## [DATASET ENTRIES]
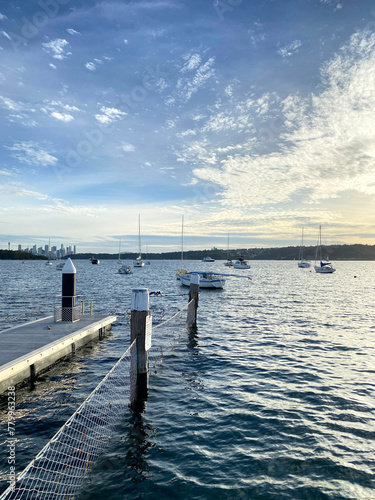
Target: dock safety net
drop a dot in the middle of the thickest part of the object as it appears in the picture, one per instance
(63, 465)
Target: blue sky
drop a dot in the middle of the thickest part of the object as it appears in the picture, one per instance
(249, 118)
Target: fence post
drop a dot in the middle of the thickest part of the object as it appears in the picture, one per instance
(193, 307)
(139, 313)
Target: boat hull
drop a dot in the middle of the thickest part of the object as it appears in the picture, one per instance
(303, 264)
(203, 282)
(324, 270)
(241, 266)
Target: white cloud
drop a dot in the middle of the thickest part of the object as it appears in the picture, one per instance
(64, 117)
(323, 148)
(6, 172)
(31, 153)
(127, 148)
(290, 49)
(73, 32)
(4, 33)
(91, 66)
(187, 86)
(192, 63)
(7, 103)
(57, 48)
(109, 115)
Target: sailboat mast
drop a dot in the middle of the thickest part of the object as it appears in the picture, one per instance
(139, 234)
(320, 242)
(182, 238)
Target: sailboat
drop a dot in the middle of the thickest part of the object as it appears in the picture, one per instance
(326, 266)
(119, 253)
(138, 262)
(302, 262)
(228, 262)
(181, 271)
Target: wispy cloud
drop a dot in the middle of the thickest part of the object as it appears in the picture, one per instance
(109, 115)
(63, 117)
(329, 135)
(189, 84)
(57, 48)
(290, 49)
(127, 148)
(73, 32)
(32, 153)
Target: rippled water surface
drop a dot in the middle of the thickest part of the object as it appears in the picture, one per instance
(272, 398)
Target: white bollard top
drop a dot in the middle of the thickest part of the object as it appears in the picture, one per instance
(139, 299)
(69, 267)
(194, 278)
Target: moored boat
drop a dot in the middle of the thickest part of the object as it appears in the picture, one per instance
(324, 267)
(240, 263)
(206, 280)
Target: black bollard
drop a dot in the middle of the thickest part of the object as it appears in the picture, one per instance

## [WHAT THE EXERCISE ASKS]
Reproduce word for word every line from the one containing "Target: black bollard" through the last line of the records above, including both of those lines.

## [OUTPUT]
Target: black bollard
drop a dot in the middle of the thickest part of the object as it appears in the picture, one per instance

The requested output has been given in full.